Phenibut is a nootropic supplement. Nootropics are sold as brain enhancers that are meant to improve your focus and concentration. While they can sometimes be found easily online, they are not regulated by the U.S. Food and Drug Administration (FDA). Some people refer to phenibut and other nootropics as “smart drugs.”

Nootropics, in theory, shield the brain’s neurons and increase oxygen and blood flow to the brain. This is supposed to increase your ability to concentrate. An entire culture of people who experiment with nootropics exists. They call themselves noonauts and work to increase capacity in their brains, much like an athlete tries to improve their stamina. Phenibut is widely used in Russia to treat issues such as anxiety and fear.

According to BMJ Case Reports, some people report becoming tolerant of phenibut. They need larger doses of the supplement to continue feeling the same way.

Potential For Tolerance and Abuse

People become tolerant of a drug because their bodies and brains adapt to it. According to the National Institute on Drug Abuse (NIDA), the brain decreases cells in the reward system that react to a drug. This causes a person to feel a diminished high whenever taking the same dosage of a given substance. Plus, drug tolerance may make a person less interested in activities they once enjoyed because their reward system does not react to them as it did in the past.

(Excerpts from a dataset)
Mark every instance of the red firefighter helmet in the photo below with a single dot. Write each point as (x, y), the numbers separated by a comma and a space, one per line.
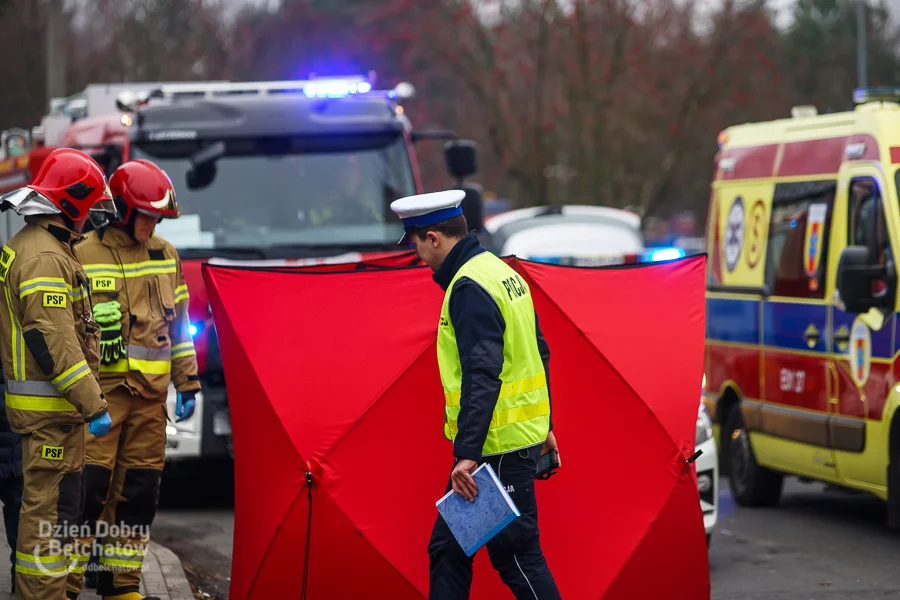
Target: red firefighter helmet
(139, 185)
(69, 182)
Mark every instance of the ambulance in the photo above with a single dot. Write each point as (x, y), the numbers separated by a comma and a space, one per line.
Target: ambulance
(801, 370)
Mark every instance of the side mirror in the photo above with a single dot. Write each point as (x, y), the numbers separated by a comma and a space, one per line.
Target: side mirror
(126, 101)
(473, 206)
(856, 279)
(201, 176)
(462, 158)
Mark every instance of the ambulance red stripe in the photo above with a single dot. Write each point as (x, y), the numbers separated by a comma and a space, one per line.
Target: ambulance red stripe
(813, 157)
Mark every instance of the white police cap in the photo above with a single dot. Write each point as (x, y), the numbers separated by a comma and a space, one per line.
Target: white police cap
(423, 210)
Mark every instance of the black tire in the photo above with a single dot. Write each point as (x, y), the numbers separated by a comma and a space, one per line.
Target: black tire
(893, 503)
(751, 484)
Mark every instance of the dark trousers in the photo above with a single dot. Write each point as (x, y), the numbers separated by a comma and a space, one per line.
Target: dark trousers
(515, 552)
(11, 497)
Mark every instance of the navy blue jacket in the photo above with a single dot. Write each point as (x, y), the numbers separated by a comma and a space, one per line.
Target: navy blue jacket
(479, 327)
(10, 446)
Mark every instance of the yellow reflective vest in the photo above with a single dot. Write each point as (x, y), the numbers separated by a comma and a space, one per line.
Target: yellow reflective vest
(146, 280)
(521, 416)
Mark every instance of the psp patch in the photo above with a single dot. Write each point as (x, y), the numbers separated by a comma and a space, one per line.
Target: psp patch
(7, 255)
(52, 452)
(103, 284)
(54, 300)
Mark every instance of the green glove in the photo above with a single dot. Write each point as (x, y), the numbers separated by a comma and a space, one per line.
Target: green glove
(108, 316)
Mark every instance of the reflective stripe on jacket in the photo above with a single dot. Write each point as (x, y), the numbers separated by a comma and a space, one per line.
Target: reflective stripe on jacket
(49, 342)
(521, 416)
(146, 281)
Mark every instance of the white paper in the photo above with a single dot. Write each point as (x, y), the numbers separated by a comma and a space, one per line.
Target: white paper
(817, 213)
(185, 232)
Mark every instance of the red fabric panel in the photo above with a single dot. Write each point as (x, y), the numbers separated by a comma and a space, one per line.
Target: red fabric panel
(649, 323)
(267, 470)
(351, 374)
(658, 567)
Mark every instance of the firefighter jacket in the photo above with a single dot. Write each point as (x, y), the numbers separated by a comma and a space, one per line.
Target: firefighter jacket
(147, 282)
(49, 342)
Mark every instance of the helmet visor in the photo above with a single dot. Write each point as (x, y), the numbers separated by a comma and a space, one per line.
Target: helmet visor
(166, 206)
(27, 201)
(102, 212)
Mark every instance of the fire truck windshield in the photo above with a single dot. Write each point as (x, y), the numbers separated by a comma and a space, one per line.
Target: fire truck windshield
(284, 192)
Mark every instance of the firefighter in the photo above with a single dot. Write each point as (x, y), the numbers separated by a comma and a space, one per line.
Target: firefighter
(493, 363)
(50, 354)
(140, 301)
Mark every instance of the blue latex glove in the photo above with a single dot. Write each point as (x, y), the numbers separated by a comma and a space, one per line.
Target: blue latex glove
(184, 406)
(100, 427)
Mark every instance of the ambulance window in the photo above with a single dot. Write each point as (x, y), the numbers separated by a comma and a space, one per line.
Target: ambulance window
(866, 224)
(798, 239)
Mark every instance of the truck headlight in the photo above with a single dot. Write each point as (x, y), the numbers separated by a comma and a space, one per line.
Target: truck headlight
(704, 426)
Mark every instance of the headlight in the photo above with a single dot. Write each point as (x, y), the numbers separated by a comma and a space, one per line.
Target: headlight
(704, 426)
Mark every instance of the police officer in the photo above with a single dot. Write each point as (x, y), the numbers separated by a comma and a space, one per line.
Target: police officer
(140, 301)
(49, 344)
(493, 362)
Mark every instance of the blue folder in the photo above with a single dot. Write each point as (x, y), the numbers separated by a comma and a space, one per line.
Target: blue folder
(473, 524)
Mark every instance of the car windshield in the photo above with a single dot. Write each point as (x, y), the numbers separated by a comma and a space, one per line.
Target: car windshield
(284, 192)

* * *

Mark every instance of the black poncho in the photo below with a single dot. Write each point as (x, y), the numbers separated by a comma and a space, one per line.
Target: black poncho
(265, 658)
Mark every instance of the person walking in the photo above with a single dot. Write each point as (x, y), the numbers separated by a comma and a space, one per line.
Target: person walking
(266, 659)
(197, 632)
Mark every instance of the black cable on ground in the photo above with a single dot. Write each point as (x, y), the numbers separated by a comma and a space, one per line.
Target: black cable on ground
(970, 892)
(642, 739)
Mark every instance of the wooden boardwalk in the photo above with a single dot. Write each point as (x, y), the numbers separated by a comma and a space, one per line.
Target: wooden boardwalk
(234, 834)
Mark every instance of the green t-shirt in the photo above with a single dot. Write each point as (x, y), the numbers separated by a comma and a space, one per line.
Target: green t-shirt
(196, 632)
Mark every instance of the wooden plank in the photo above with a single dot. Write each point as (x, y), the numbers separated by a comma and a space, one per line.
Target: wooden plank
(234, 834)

WORK INSTRUCTION 1: According to the passage on phenibut, in which country is phenibut widely used to treat problems such as anxiety and fear?
WORK INSTRUCTION 2: Carry the passage on phenibut forward from its last sentence.
The dataset lines are not needed for any of this work.

RESPONSE AREA 1: Russia

RESPONSE AREA 2:
Many drugs cause the body to secrete dopamine, a hormone that allows us to see rewards and try to work hard to get them. Dopamine even has a role in your ability to pay attention. It makes people feel satisfied, and it has a distinct role in addiction.

The Therapeutic Goods Administration (TGA) in Australia recommended that phenibut becomes a scheduled drug. Part of their reasoning includes reports from past users that some people have been using it to treat anxiety, which could be better treated with professional help. TGA also found that consistent phenibut use could result in an intentional or accidental overdose. Phenibut is only regulated in Russia, but TGA wants to make phenibut available through a prescription only in Australia.

Phenibut users often report increased tolerance depending on the dose taken. This often prompts users to take increasingly higher dosages.

Who Uses Phenibut?

More data is needed to understand who uses phenibut for recreational or medical reasons. A 2012 study in the Journal of American Health shows that about 66 percent of college students have used prescription nootropics recreationally by the time they graduate. The same study showed that women were less likely to continue using nootropics at high levels compared to men in the study. Racial minorities were less likely to use nootropics at all.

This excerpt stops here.